Start of Input data
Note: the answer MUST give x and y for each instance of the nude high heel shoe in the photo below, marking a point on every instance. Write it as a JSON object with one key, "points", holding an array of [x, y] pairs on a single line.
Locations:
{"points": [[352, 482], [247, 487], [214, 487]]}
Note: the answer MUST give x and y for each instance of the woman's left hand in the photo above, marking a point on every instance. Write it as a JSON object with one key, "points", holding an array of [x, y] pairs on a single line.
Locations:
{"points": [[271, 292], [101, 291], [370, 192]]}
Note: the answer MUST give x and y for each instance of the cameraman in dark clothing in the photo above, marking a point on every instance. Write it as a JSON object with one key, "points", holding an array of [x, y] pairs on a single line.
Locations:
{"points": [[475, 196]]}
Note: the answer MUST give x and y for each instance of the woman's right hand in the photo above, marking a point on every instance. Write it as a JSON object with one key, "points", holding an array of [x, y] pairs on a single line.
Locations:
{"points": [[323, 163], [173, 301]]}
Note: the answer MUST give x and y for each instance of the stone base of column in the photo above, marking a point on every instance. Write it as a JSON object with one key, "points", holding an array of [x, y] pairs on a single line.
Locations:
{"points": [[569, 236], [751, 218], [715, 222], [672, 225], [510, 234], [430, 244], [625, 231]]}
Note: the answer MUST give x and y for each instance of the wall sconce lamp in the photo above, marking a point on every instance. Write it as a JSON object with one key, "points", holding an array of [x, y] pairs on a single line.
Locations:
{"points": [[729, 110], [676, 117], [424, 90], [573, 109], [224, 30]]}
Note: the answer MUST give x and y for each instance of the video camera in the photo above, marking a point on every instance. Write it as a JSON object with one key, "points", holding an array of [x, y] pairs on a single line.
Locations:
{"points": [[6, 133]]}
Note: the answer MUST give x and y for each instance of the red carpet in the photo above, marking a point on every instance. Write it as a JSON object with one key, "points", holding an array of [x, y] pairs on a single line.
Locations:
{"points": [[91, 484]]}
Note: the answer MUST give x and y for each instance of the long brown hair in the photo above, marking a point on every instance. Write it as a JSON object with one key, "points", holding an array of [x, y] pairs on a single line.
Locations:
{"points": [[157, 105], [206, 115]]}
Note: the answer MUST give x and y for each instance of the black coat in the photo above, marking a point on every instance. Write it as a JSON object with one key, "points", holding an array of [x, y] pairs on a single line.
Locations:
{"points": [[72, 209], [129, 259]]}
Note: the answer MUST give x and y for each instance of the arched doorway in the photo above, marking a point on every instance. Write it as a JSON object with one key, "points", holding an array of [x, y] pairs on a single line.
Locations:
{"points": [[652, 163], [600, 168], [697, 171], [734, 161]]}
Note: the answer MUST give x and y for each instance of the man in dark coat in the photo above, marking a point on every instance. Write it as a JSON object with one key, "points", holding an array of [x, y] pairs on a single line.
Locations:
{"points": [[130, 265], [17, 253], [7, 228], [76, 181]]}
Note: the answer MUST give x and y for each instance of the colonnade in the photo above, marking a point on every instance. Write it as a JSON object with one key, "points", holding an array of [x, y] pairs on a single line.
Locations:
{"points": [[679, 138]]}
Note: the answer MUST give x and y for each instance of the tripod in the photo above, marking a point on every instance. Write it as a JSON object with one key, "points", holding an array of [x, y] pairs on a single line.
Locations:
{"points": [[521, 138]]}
End of Input data
**What is expected**
All of the entries must be printed again exactly as given.

**Answer**
Note: the answer MUST give x and y for each instance of the nude high heel shoe in the photo below, marking a point on every instance. Write it as a JSON object with one key, "points", holding an array of [x, y] pairs on a single line.
Locations:
{"points": [[352, 482], [247, 487], [214, 487]]}
Note: the answer MUST give x and y for each instance of the woman's left hand in the photo above, marking a point on every instance. Write it as a JSON object with one key, "points", holding an array of [x, y] pairs on a single line.
Locations:
{"points": [[271, 292], [101, 291], [370, 192]]}
Note: the answer MUST give x and y for each instance of the cameraman in dark clothing in the photo above, marking a point on every instance. Write it as a JSON object with one key, "points", holding an array of [x, y] pairs on a single line.
Locations:
{"points": [[475, 196]]}
Note: the answer MUST give x and y for each instance of the woman's right hand in the photo above, marking a point on every instance. Write it as a JSON object with one key, "points", holding an array of [x, y] pairs on a single line.
Locations:
{"points": [[323, 163], [173, 301]]}
Note: the answer MUST give x and y for each instance of the stone base of column in the photo above, marking a point on every instance. Write it as a JSON object with one key, "points", holding an array of [x, y] pairs on a single line.
Locations:
{"points": [[569, 236], [751, 218], [715, 222], [672, 225], [510, 234], [430, 244], [625, 231]]}
Note: the answer MUST give x and y for each instance of the wall sconce lamp in the photo above, marking a point on every instance. Write it as a JSON object with one key, "points", holding an array of [x, y] pairs on a single line.
Locations:
{"points": [[729, 110], [676, 117], [424, 90], [573, 109], [224, 30]]}
Note: the answer MUST give x and y for each instance of the video camera in the photo above, marking a point on every instance. Write it as a JSON object with one key, "points", holding an array of [x, y] pairs on a single line.
Locations:
{"points": [[6, 133]]}
Note: the answer MUST give x and y for each instance of the red carpet in the photo above, marking a point on every instance. Write it as a JSON object with one key, "points", holding an array of [x, y] pairs on a single line.
Locations:
{"points": [[91, 484]]}
Note: the answer MUST give x and y for each instance of the long brown hair in the photo above, marking a point on every instance. Write it as a JSON object with one key, "points", holding an array of [x, y] pairs on a single line.
Locations:
{"points": [[157, 105], [206, 115]]}
Note: the answer MUST give x and y for each instance of the black coat in the photo above, marking a point on every instance. Write it as a JSON object with one key, "points", holding an array of [x, y] pairs on a single line.
Locations:
{"points": [[72, 209], [129, 259]]}
Note: the answer MUST give x and y for each instance of the arched doorway in the photo above, marking a point on every instance. Write it as a JSON object with one key, "points", holding an array of [x, y] pairs on a single line.
Locations:
{"points": [[652, 163], [600, 168], [697, 171], [734, 161]]}
Note: the answer MUST give x and y for each instance of the man in dark coat in the photo above, marking a point on every instance. Write it as a JSON object with one key, "points", holding an array of [x, y] pairs on a single line.
Locations:
{"points": [[130, 265], [17, 253], [7, 228], [76, 181]]}
Note: the answer MUST give x and y for each instance of the colonnade in the photo above, marking a point on every instance. Write it as a JSON object with one key, "points", holding an array of [x, y] pairs on a single line.
Locations:
{"points": [[679, 138]]}
Note: the answer MUST give x and y for each instance of the tripod in the photo above, marking a point on every instance. Write it as a JSON object with one key, "points", holding an array of [x, y] pairs on a single line.
Locations:
{"points": [[521, 138]]}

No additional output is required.